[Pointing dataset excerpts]
::::::::::
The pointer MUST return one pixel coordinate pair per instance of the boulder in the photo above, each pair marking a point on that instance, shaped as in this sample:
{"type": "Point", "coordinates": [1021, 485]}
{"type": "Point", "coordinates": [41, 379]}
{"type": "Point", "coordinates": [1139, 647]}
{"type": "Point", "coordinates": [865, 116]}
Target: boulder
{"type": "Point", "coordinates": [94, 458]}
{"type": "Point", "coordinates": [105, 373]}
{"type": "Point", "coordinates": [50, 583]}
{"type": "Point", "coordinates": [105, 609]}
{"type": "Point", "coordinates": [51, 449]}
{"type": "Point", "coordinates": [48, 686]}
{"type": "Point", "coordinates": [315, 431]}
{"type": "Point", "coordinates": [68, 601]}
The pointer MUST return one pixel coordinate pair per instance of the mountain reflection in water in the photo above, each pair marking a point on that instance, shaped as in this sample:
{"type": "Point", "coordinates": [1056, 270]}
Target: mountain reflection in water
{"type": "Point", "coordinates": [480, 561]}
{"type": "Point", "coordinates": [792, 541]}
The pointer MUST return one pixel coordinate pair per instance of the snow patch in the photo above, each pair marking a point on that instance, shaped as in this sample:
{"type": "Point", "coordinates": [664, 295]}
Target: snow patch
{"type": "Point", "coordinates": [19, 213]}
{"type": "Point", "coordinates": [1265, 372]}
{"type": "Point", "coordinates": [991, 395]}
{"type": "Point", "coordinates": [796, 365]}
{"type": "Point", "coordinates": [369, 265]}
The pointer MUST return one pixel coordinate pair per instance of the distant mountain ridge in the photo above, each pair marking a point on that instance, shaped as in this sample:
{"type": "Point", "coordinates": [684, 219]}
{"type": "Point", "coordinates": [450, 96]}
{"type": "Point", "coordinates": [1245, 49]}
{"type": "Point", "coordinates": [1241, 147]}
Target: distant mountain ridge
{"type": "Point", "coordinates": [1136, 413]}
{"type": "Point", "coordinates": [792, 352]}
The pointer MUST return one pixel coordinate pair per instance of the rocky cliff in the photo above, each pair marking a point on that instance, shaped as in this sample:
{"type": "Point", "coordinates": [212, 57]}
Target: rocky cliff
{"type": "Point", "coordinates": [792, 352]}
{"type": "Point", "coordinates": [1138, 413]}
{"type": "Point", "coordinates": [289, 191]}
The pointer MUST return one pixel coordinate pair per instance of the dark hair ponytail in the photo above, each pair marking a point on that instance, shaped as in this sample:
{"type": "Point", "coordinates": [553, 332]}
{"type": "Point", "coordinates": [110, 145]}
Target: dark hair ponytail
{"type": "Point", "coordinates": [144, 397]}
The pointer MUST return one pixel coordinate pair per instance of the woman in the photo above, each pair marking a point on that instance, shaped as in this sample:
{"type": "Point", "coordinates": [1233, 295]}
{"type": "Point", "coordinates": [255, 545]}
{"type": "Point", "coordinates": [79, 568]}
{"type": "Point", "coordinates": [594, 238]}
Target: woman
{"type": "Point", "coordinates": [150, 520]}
::::::::::
Exercise objective>
Please reproduce each record precisely as written.

Correct response>
The pointer MUST return one pixel coordinate pair per instance of the boulder in the photo above, each pair marking a point on that instance, shaped as in this sample:
{"type": "Point", "coordinates": [1021, 485]}
{"type": "Point", "coordinates": [41, 379]}
{"type": "Point", "coordinates": [1139, 647]}
{"type": "Point", "coordinates": [865, 116]}
Target: boulder
{"type": "Point", "coordinates": [94, 458]}
{"type": "Point", "coordinates": [105, 373]}
{"type": "Point", "coordinates": [50, 583]}
{"type": "Point", "coordinates": [105, 609]}
{"type": "Point", "coordinates": [51, 449]}
{"type": "Point", "coordinates": [48, 686]}
{"type": "Point", "coordinates": [315, 431]}
{"type": "Point", "coordinates": [68, 601]}
The pointer MUST return one pixel coordinate pair per instance of the mountain reflection in water in the photo above, each pair marking a point on that instance, shaped as in this sample:
{"type": "Point", "coordinates": [1056, 270]}
Target: mountain reflection in water
{"type": "Point", "coordinates": [480, 561]}
{"type": "Point", "coordinates": [792, 541]}
The pointer MUST return one pixel coordinate pair per instance of the snow patch in the photo above, each pair marking a point on that instance, shaped as in this sample:
{"type": "Point", "coordinates": [664, 295]}
Target: snow patch
{"type": "Point", "coordinates": [19, 213]}
{"type": "Point", "coordinates": [1265, 372]}
{"type": "Point", "coordinates": [991, 395]}
{"type": "Point", "coordinates": [796, 365]}
{"type": "Point", "coordinates": [369, 265]}
The pointer MUST return one pixel coordinate pair per instance of the distant mountain ridge in the photo above, each pair marking a point on that instance, shaped as in this sample:
{"type": "Point", "coordinates": [684, 219]}
{"type": "Point", "coordinates": [450, 96]}
{"type": "Point", "coordinates": [1245, 49]}
{"type": "Point", "coordinates": [1241, 147]}
Target: distant mountain ridge
{"type": "Point", "coordinates": [1136, 413]}
{"type": "Point", "coordinates": [792, 352]}
The pointer MUST return one pixel coordinate pair per instance of the rocky cliff in the photo above, each pair marking a point on that instance, shaped as in this sample:
{"type": "Point", "coordinates": [212, 57]}
Target: rocky cliff
{"type": "Point", "coordinates": [792, 352]}
{"type": "Point", "coordinates": [1138, 413]}
{"type": "Point", "coordinates": [289, 191]}
The pointer MUST return one pixel coordinate pair per instance of the dark hair ponytail in the photo above, each pair marking a point on that instance, shaped as in this sample:
{"type": "Point", "coordinates": [553, 332]}
{"type": "Point", "coordinates": [110, 145]}
Target: dark hair ponytail
{"type": "Point", "coordinates": [144, 397]}
The pointer MUST return one pixel coordinate pair per instance of the woman in the photo above, each pair marking a point on that instance, shaped as in this sample:
{"type": "Point", "coordinates": [1233, 295]}
{"type": "Point", "coordinates": [255, 545]}
{"type": "Point", "coordinates": [79, 568]}
{"type": "Point", "coordinates": [594, 238]}
Target: woman
{"type": "Point", "coordinates": [150, 520]}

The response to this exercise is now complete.